● **What you are asked to do**: Show every line in the listing below that contains the word "white", copying each such line in full.
# START OF The records
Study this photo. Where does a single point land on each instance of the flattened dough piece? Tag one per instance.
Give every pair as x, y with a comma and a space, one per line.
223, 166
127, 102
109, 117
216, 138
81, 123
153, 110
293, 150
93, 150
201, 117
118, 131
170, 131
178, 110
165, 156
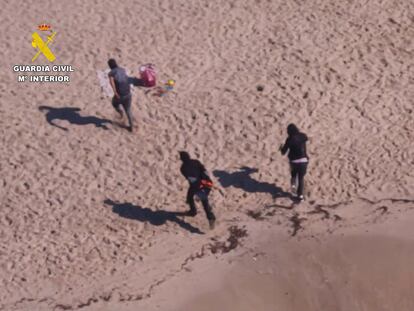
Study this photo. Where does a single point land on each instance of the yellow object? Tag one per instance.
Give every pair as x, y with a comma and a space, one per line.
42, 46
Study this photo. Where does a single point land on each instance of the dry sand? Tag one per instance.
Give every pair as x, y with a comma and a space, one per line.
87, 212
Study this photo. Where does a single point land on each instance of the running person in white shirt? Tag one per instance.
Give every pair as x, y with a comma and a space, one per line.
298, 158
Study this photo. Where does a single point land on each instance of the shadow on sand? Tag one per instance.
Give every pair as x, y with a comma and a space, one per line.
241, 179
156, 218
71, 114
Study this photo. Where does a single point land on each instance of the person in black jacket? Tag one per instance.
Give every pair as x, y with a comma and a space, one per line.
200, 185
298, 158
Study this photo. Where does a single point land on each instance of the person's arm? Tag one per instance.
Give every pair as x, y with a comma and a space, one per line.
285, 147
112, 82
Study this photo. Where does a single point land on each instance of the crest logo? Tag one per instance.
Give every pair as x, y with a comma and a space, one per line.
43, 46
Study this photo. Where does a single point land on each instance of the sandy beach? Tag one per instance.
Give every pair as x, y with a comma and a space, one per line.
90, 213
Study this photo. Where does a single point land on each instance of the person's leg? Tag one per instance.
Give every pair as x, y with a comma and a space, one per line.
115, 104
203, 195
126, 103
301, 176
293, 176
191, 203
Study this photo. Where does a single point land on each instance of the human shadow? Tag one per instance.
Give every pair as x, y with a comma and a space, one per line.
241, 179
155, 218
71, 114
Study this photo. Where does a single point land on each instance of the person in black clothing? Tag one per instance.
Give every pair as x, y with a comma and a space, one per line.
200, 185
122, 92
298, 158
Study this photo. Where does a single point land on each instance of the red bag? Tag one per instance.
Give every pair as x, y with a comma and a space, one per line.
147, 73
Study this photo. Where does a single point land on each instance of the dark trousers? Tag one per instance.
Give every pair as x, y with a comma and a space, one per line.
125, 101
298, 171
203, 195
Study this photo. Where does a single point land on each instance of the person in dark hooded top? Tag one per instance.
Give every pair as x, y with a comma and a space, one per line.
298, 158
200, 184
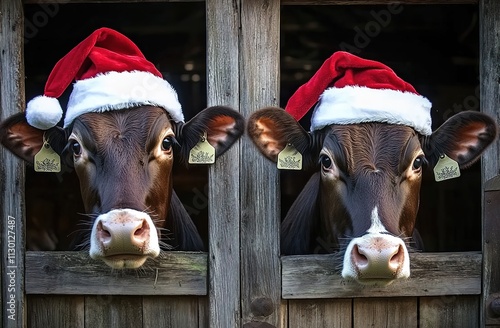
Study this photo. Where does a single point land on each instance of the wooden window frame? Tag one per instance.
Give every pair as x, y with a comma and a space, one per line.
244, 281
# END OF The records
# START OF The records
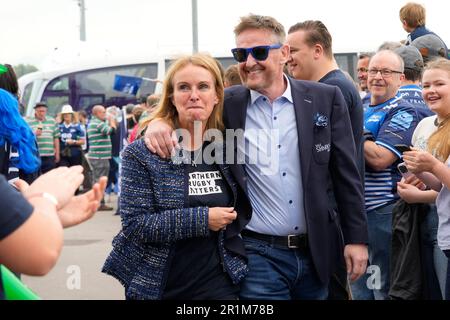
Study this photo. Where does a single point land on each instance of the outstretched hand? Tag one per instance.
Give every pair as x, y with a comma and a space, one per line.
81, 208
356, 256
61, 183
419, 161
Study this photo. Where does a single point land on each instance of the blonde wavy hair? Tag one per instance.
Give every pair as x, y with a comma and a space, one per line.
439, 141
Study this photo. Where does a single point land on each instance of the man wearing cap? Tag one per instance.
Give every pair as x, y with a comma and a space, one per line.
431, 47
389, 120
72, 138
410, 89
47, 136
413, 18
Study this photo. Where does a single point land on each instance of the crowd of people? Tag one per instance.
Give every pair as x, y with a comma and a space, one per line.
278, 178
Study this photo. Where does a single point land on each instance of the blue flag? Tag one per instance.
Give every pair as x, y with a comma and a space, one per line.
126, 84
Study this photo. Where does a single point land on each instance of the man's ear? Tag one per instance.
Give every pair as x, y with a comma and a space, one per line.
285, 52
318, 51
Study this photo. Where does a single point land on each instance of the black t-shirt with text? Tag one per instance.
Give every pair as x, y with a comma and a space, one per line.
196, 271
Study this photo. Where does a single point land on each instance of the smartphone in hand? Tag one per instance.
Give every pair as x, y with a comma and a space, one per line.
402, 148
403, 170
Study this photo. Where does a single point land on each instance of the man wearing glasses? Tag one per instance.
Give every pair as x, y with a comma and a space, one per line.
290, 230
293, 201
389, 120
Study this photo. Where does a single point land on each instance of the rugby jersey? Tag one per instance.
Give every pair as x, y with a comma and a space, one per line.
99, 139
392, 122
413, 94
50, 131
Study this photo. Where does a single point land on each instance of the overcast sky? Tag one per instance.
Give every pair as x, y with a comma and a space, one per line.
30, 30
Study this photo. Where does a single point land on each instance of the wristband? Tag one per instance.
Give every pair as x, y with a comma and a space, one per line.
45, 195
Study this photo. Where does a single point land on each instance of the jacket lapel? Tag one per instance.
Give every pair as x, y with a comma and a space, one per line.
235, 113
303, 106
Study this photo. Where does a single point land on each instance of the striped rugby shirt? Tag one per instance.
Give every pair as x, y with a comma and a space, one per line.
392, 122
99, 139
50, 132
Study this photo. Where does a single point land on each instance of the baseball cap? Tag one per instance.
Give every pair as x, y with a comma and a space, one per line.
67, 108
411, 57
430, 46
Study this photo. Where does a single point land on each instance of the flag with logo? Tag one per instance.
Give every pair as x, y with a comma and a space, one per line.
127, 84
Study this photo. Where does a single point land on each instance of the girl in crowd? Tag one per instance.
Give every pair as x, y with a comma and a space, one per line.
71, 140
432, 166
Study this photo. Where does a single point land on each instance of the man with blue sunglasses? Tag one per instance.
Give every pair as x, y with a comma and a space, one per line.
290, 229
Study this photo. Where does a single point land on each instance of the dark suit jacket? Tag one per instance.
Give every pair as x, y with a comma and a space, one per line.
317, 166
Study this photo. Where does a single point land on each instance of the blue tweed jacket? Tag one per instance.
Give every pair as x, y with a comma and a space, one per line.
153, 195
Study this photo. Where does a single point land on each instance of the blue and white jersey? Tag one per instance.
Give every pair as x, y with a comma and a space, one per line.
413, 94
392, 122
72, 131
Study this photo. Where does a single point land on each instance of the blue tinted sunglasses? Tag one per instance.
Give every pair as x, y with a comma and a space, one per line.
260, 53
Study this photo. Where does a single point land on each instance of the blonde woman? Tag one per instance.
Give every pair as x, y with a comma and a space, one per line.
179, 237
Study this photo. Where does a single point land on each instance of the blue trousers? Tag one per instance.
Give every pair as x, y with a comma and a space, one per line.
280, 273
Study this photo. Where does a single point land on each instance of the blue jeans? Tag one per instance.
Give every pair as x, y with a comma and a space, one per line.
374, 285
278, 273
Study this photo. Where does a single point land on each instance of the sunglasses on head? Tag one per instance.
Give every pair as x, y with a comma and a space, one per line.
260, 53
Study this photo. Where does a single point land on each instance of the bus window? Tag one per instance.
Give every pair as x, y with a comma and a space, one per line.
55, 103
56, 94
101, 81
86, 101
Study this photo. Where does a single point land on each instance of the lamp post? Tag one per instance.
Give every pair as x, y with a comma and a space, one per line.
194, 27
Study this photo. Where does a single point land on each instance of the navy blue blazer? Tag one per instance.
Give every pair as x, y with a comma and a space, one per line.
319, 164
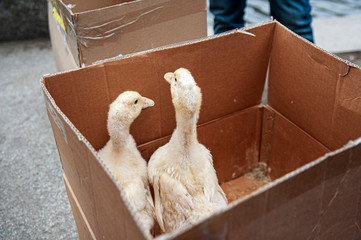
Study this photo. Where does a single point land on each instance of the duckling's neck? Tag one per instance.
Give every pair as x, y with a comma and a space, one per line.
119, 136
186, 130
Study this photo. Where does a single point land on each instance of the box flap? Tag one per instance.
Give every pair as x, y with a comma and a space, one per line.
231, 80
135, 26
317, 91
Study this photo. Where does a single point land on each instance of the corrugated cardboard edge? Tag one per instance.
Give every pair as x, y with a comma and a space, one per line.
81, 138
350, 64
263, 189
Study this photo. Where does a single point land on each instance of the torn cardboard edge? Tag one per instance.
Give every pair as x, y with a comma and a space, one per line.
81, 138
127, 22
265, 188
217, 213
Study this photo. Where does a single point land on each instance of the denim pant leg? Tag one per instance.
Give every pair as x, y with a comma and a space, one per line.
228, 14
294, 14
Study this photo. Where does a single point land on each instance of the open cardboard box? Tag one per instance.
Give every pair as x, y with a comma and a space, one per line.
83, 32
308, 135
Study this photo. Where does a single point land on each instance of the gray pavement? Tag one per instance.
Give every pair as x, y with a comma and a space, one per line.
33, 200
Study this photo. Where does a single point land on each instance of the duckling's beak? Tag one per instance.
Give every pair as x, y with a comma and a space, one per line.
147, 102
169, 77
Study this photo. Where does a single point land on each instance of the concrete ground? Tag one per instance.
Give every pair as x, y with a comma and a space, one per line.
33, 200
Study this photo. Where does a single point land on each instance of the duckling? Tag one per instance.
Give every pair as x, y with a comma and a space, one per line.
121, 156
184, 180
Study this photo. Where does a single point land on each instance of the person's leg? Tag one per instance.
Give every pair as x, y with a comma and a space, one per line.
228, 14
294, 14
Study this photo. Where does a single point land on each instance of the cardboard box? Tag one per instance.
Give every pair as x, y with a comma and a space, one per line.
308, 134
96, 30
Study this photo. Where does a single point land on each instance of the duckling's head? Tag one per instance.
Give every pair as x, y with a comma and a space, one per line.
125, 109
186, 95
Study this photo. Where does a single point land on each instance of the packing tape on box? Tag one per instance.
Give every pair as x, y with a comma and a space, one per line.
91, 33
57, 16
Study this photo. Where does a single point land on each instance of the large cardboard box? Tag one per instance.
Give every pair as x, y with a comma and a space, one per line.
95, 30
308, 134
# END OF The records
● **Output below**:
Study this photo. Where does a single point land on each instance of the running person in white shirt? Tag one per instance.
Study this photo. Where does a single point land on each instance of the blue and white jersey? Tag one per instance.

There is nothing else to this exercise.